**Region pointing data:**
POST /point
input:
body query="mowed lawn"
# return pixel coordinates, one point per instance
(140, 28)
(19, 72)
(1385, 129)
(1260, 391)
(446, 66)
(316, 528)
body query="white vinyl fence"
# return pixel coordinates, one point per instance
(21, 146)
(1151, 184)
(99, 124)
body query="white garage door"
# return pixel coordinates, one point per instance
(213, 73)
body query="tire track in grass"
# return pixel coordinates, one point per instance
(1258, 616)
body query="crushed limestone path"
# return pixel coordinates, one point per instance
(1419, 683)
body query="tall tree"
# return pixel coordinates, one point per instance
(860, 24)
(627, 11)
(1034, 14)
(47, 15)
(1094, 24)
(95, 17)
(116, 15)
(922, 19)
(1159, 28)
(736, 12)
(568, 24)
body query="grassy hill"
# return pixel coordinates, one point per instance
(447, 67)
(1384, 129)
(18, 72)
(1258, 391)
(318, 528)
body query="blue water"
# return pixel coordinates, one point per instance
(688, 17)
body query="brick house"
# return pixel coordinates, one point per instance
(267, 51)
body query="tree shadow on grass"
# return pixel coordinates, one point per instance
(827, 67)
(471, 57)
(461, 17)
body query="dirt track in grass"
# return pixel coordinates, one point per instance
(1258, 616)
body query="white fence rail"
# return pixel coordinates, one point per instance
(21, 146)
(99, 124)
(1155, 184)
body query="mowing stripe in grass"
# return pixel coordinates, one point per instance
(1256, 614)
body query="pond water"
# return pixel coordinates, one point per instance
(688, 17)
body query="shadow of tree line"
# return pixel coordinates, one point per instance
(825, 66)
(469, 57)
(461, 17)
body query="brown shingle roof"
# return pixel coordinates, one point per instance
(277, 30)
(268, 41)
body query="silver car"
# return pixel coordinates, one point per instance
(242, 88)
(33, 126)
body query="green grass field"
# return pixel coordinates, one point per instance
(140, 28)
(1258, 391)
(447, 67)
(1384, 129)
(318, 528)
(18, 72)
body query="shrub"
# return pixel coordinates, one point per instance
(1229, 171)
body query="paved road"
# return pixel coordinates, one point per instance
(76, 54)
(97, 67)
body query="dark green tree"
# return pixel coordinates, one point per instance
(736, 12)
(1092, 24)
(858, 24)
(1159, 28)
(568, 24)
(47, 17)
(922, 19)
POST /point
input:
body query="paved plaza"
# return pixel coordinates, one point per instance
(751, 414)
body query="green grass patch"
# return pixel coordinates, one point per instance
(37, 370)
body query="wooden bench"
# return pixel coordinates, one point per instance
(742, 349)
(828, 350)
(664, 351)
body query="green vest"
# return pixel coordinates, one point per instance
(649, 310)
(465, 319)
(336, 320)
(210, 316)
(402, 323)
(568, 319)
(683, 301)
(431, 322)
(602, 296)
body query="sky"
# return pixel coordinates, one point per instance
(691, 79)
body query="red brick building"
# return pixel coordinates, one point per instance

**AIM OF THE EXERCISE:**
Could you reproduce all of the entries above exactly?

**TASK RESPONSE:**
POST /point
input:
body query="mowed lawn"
# return pixel coordinates, one point per instance
(140, 28)
(19, 72)
(1385, 129)
(1260, 391)
(446, 66)
(316, 528)
body query="white vinyl fence"
# return pixel coordinates, one point per instance
(21, 146)
(1151, 184)
(99, 124)
body query="white garage door"
# return pixel coordinates, one point per instance
(213, 73)
body query="tire track in grass"
# return pixel coordinates, one point per instance
(1258, 616)
body query="crushed limestone path"
# return pixel coordinates, one point per instance
(1419, 683)
body query="tall tree"
# return pixel coordinates, one point per instance
(860, 24)
(627, 11)
(1034, 14)
(47, 15)
(1094, 24)
(95, 17)
(116, 15)
(922, 19)
(1159, 28)
(736, 12)
(568, 24)
body query="grassy hill"
# return pixel coordinates, one point per instance
(447, 67)
(1384, 129)
(18, 72)
(1258, 391)
(318, 528)
body query="blue water"
# return pixel coordinates, one point per instance
(688, 17)
body query="brick house"
# return pixel coordinates, one point per instance
(267, 51)
body query="tree shadow on grass"
# return pixel coordinates, one point per instance
(827, 67)
(471, 57)
(461, 17)
body query="dirt track in grass"
# return pixel coordinates, one point per instance
(1258, 616)
body query="white fence rail"
# return pixel coordinates, one point per instance
(21, 146)
(99, 124)
(1155, 184)
body query="mowing stripe in grass"
# return pixel coordinates, one point per instance
(1256, 614)
body query="pond water"
# return pixel coordinates, one point per instance
(688, 17)
body query="shadow of tree line"
# return pixel coordinates, one point per instance
(825, 66)
(469, 57)
(461, 17)
body query="brown shingle roof"
# return pixel coordinates, one point per instance
(277, 30)
(268, 41)
body query="silver car"
# return pixel coordinates, one point per instance
(242, 88)
(33, 126)
body query="green grass field"
# return pixel coordinates, one point per instance
(140, 28)
(1258, 391)
(447, 67)
(1384, 129)
(318, 528)
(18, 72)
body query="shrub"
# return pixel coordinates, one point per instance
(1229, 171)
body query="paved road"
# return pixel coordinates, one point per instance
(76, 54)
(97, 67)
body query="dark green tree"
# return pixel coordinates, one point per instance
(736, 12)
(1092, 24)
(858, 24)
(1159, 28)
(568, 24)
(47, 17)
(922, 19)
POST /point
input:
body query="paved plaza"
# return pixel coordinates, one point per instance
(751, 414)
body query="green grass patch"
# return pixel coordinates, one point per instance
(37, 370)
body query="wooden bench"
# return pixel coordinates, one point per instance
(742, 349)
(828, 350)
(664, 351)
body query="green vest"
# return pixel coordinates, one point per instance
(649, 310)
(465, 319)
(336, 320)
(210, 316)
(402, 323)
(568, 319)
(683, 301)
(431, 322)
(602, 296)
body query="sky"
# return pixel coordinates, one point per instance
(691, 79)
body query="red brick building"
# return pixel coordinates, one point per instance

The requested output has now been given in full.